YOUR OBJECTIVE: Please give the number of lines below that contain the word "house", and nothing else.
········
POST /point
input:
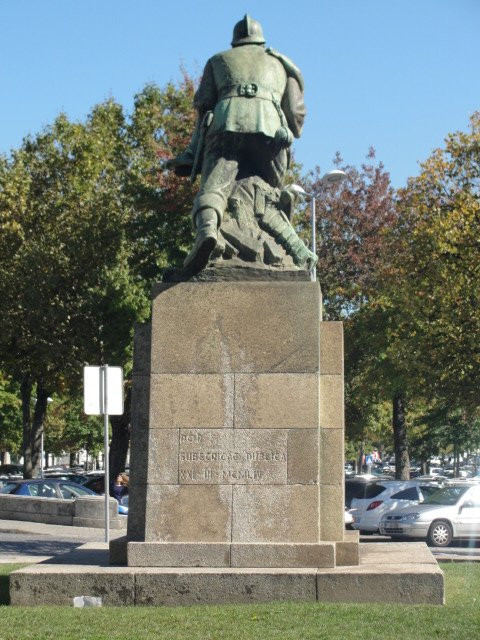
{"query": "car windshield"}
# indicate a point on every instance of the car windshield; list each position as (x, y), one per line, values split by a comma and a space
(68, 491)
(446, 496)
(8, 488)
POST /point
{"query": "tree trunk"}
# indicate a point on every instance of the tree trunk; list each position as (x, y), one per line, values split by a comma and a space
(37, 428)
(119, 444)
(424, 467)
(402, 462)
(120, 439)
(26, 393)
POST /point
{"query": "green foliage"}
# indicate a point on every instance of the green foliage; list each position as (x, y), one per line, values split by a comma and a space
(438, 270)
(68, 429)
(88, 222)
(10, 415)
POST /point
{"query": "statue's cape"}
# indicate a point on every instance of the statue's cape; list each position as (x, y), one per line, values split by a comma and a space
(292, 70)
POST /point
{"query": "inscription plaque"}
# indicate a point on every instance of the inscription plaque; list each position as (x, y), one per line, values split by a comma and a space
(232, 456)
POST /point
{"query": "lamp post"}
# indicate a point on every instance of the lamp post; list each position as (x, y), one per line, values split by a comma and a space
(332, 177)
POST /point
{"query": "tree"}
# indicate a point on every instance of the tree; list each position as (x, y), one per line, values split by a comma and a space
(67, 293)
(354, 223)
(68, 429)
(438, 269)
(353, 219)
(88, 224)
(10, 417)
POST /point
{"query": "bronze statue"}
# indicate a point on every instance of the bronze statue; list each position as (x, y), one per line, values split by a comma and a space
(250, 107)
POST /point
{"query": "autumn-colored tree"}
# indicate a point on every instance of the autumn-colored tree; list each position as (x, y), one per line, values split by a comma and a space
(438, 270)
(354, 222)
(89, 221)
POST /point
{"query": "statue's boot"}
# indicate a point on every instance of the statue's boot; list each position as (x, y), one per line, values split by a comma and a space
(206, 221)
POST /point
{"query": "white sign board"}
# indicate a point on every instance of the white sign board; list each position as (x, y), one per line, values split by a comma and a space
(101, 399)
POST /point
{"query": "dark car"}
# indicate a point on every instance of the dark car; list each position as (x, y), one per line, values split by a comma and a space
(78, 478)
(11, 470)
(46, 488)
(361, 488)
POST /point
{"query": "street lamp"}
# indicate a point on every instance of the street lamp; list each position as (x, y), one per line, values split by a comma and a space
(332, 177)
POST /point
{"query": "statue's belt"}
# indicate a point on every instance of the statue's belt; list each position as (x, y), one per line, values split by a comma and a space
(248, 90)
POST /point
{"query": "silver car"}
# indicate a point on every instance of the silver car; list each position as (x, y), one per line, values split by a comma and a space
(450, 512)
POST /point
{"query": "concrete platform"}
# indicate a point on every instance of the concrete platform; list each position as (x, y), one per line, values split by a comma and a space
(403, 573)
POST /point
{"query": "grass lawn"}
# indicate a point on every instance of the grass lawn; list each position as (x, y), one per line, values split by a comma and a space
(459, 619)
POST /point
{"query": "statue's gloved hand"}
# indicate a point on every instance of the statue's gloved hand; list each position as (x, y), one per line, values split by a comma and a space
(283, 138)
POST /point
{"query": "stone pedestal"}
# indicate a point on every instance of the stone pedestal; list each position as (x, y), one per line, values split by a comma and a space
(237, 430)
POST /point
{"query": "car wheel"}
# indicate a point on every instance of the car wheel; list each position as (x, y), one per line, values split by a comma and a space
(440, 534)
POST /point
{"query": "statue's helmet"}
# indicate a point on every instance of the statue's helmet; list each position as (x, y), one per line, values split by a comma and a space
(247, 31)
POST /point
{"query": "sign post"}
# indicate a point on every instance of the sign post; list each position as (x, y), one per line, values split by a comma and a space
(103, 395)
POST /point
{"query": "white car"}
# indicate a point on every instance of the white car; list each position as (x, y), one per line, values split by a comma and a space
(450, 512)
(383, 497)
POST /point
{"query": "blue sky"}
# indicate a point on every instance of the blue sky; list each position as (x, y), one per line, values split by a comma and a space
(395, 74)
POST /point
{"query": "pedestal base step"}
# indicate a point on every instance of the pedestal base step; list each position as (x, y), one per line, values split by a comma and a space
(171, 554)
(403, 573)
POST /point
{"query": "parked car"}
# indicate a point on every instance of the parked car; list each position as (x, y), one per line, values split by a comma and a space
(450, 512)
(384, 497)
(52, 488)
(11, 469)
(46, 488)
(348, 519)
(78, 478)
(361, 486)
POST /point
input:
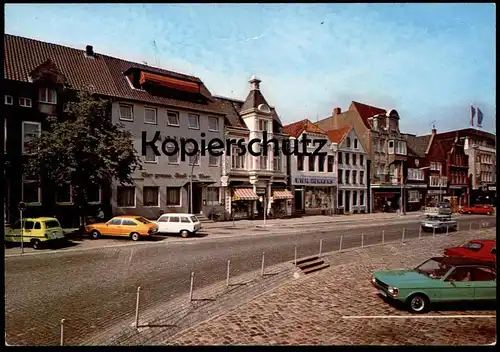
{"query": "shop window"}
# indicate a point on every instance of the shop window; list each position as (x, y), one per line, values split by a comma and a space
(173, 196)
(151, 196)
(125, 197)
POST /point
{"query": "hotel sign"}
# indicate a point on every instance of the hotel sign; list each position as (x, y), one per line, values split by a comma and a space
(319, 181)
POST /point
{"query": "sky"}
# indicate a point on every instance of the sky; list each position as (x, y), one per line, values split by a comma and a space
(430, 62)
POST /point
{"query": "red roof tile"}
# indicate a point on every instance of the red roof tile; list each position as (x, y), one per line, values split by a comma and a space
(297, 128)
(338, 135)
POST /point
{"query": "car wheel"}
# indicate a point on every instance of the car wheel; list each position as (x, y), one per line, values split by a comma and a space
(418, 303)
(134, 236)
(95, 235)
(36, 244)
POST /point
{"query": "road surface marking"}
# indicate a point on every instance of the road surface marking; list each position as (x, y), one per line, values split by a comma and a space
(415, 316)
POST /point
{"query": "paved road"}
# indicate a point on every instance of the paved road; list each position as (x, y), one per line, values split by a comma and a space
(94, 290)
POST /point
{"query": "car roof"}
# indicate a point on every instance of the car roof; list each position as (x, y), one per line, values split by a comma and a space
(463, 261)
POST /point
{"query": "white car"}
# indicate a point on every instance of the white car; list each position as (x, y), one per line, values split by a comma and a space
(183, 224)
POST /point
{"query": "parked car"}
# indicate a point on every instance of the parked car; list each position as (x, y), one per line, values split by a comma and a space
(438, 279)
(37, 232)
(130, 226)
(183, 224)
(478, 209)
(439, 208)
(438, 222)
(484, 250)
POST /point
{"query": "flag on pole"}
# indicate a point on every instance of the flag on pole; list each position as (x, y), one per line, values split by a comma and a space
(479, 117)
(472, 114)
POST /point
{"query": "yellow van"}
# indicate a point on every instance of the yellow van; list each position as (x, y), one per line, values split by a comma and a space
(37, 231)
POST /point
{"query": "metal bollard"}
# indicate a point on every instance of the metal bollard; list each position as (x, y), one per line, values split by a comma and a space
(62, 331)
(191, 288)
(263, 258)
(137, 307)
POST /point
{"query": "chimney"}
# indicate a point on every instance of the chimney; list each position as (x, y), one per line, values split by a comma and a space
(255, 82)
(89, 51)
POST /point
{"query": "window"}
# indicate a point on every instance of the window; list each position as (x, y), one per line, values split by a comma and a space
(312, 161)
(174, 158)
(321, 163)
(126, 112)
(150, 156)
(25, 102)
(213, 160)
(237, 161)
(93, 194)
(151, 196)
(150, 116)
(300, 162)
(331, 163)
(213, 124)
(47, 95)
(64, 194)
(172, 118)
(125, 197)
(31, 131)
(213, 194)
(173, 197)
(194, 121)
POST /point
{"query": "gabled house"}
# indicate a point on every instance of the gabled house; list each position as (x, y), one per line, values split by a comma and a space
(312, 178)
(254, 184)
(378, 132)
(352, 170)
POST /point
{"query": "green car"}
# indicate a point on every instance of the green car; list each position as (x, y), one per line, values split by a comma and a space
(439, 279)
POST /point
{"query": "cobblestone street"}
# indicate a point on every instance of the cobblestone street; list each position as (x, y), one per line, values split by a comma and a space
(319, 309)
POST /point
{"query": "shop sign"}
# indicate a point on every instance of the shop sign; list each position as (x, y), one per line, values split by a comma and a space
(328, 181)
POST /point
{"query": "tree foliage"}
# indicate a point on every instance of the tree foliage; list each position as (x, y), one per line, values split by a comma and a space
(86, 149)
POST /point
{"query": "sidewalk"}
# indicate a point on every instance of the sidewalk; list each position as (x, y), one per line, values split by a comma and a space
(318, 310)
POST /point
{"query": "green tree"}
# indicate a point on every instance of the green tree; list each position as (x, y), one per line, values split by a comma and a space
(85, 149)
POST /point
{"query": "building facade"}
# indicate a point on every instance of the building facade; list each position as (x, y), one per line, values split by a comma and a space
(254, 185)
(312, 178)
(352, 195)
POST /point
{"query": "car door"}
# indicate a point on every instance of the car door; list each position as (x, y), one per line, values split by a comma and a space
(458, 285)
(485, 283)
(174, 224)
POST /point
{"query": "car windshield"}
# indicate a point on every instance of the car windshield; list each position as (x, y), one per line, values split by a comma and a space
········
THE COMPLETED TASK: 2